■ **WRITTEN PROBLEM**
Select and copy every line of the items that contains the string "media".

[Begin ROWS]

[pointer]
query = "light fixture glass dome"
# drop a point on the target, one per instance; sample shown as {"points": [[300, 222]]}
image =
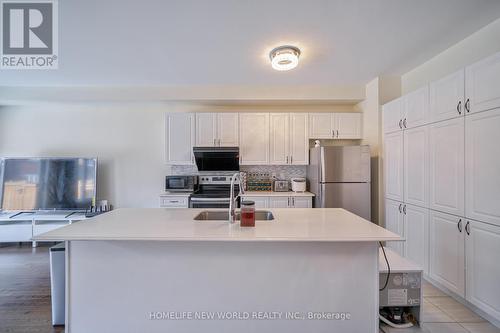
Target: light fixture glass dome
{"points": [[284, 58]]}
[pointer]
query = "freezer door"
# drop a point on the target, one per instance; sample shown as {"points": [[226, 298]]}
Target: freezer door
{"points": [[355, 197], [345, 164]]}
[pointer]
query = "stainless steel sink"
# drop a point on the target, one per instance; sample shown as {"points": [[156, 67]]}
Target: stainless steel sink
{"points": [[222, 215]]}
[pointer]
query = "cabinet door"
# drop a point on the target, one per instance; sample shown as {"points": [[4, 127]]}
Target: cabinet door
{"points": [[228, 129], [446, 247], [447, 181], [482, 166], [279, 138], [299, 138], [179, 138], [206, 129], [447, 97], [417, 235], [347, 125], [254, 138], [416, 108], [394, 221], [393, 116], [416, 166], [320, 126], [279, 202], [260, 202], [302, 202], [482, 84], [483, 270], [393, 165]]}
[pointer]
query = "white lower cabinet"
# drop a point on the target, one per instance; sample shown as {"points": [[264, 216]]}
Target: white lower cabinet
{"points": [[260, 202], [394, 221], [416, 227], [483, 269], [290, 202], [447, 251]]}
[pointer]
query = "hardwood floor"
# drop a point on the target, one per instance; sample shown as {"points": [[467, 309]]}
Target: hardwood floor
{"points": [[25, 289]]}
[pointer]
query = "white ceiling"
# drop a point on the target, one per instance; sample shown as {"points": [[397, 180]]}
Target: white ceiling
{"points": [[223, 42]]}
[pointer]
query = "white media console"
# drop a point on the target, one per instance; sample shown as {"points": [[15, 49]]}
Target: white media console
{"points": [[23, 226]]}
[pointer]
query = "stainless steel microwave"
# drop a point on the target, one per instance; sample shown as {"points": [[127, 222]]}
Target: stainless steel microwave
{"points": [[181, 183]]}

[End ROWS]
[Begin ROWS]

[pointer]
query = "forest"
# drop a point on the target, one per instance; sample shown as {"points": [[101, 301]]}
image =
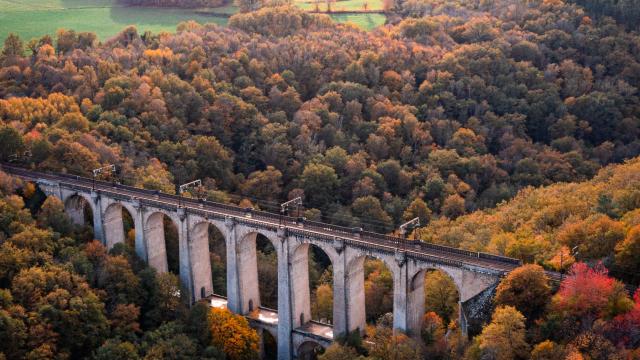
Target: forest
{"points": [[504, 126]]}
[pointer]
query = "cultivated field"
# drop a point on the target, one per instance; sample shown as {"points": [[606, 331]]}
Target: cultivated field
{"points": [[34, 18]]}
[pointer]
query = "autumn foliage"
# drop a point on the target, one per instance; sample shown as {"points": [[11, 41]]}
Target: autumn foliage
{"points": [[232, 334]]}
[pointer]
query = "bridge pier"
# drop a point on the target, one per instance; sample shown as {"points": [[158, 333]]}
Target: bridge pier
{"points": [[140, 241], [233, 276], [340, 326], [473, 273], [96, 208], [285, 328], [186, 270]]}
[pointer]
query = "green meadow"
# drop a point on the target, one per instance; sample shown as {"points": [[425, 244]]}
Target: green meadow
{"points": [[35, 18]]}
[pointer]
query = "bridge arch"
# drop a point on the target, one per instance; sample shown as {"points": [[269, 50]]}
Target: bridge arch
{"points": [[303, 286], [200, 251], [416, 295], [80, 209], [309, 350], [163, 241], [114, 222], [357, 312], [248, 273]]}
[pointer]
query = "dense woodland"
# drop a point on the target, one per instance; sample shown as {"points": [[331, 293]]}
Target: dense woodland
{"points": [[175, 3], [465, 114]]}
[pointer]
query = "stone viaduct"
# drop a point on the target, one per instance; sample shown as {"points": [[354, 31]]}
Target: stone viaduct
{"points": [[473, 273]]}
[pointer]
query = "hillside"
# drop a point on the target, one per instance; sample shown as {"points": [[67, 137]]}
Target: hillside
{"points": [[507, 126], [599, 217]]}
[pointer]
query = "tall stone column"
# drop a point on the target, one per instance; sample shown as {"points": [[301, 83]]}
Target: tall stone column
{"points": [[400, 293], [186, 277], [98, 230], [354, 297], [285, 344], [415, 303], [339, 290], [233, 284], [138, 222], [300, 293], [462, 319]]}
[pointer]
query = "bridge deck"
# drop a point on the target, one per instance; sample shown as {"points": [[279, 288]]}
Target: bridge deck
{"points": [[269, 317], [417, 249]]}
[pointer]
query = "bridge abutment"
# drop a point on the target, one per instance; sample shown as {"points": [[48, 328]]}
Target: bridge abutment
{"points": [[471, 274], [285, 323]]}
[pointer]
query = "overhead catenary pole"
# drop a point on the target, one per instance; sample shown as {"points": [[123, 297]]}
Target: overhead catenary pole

[End ROWS]

■ **SOLUTION**
query = "white media console"
Target: white media console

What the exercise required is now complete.